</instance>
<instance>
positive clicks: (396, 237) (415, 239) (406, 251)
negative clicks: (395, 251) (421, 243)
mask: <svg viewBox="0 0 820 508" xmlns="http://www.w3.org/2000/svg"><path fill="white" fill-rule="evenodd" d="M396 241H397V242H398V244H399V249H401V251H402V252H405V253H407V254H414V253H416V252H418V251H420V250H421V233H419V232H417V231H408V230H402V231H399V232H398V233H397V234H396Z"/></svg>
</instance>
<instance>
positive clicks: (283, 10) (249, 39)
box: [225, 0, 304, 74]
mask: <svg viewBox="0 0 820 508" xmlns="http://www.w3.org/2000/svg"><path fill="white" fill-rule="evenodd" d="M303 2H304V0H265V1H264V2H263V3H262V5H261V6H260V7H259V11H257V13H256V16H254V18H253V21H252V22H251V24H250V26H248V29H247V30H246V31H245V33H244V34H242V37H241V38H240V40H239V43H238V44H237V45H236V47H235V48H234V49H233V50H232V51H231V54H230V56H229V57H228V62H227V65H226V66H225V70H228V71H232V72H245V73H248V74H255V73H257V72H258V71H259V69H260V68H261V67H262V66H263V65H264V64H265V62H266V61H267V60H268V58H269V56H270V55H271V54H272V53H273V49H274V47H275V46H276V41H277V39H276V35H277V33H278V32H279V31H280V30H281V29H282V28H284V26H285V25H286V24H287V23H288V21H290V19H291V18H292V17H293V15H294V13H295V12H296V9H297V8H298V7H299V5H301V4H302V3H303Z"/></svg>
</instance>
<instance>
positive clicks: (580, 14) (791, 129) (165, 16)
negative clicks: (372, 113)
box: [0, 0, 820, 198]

● ● ●

• _What the task requires_: Update the material above by replacing each "negative clicks" with "excluded points" and leaving every other character unchanged.

• _Task answer_:
</instance>
<instance>
positive clicks: (396, 237) (415, 239) (406, 251)
excluded points: (395, 251) (421, 243)
mask: <svg viewBox="0 0 820 508" xmlns="http://www.w3.org/2000/svg"><path fill="white" fill-rule="evenodd" d="M396 241H397V242H398V244H399V249H401V251H402V252H405V253H407V254H414V253H416V252H418V251H420V250H421V233H419V232H417V231H408V230H402V231H399V232H398V233H397V234H396Z"/></svg>
</instance>
<instance>
positive clicks: (283, 10) (249, 39)
box: [225, 0, 304, 74]
mask: <svg viewBox="0 0 820 508" xmlns="http://www.w3.org/2000/svg"><path fill="white" fill-rule="evenodd" d="M303 2H304V0H265V1H264V2H263V3H262V5H261V6H260V7H259V11H257V13H256V16H254V18H253V21H252V22H251V24H250V26H248V29H247V30H246V31H245V33H244V34H242V37H241V38H240V40H239V43H238V44H237V45H236V47H235V48H234V49H233V50H232V51H231V54H230V56H229V57H228V62H227V65H226V66H225V70H228V71H232V72H245V73H248V74H255V73H257V72H258V71H259V69H260V68H261V67H262V66H263V65H264V64H265V62H266V61H267V60H268V58H269V56H270V55H271V54H272V53H273V49H274V47H275V46H276V41H277V39H276V35H277V33H278V32H279V31H280V30H281V29H282V28H284V26H285V25H286V24H287V23H288V21H290V19H291V18H292V17H293V15H294V13H295V12H296V9H297V8H298V7H299V5H301V4H302V3H303Z"/></svg>
</instance>
<instance>
positive clicks: (580, 14) (791, 129) (165, 16)
excluded points: (372, 113)
box: [0, 0, 820, 198]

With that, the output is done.